> Brano fornito
------------------------------------------------------------------------
Brandestetter è un tipico esponente della tradizione del romanzo giallo, che di indizio in indizio e di sospetto in sospetto, arriverà a smascherare il colpevole. Molte sue caratteristiche sono però lontane dallo stereotipo dell’investigatore classico. Esplicitamente gay, gentile e garbato, ma anche virile e deciso e, se necessario, brusco e duro, ha da poco perso il suo compagno stroncato da un tumore e riprende il lavoro proprio con questo “caso” con la consapevolezza che non ci sia altro da fare che “vivere e dimenticare”, almeno finché non riuscirà a ripensare senza soffrire ai venti anni passati insieme al compagno.
Il mistero si presenta subito intricatissimo. La figura dell’uomo scomparso è molto più complessa di come poteva apparire all’inizio della storia e la facciata del conduttore radiofonico di successo che nelle prime pagine sembra predominante si sfalda man mano che aumentano le informazioni che l’investigatore raccoglie. Veniamo così a sapere che egli era in realtà uno scrittore frustrato. Per anni aveva scritto romanzi che nessuno aveva voluto pubblicare. Qualcuno dice che era un bravo scrittore, ma “gli mancava qualcosa”, che “sembrava sempre che parlasse della cosa sbagliata”, “non di quello che gli stava a cuore davvero”. Cosa “gli stava a cuore davvero”? Perché ha accettato di condurre programmi televisivi che detestava? Chi è il vecchio amico che egli pensava fosse morto in guerra e che è stato visto a Pima pochi giorni prima della sua scomparsa? I due si sono incontrati? Perché tanta reticenza su questo legame? Quali possibilità di successo poteva avere la sua candidatura a sindaco della città? La sua scomparsa può essere un suicidio? E se fosse una volontaria fuga dalla famiglia e dalla piccola città per vivere finalmente un grande amore gay che ha sempre nascosto? O è stato assassinato?
------------------------------------------------------------------------
> Dati forniti
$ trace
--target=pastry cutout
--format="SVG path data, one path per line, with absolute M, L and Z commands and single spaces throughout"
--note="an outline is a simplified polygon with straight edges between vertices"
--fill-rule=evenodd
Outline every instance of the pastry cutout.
------------------------------------------------------------------------
> Le tue istruzioni
Per favore, ricopia parola per parola la parte del brano fornito che comincia con "Brandestetter è un" e prosegue fino a "insieme al compagno.".

> Risultato del compito
Brandestetter è un tipico esponente della tradizione del romanzo giallo, che di indizio in indizio e di sospetto in sospetto, arriverà a smascherare il colpevole. Molte sue caratteristiche sono però lontane dallo stereotipo dell’investigatore classico. Esplicitamente gay, gentile e garbato, ma anche virile e deciso e, se necessario, brusco e duro, ha da poco perso il suo compagno stroncato da un tumore e riprende il lavoro proprio con questo “caso” con la consapevolezza che non ci sia altro da fare che “vivere e dimenticare”, almeno finché non riuscirà a ripensare senza soffrire ai venti anni passati insieme al compagno.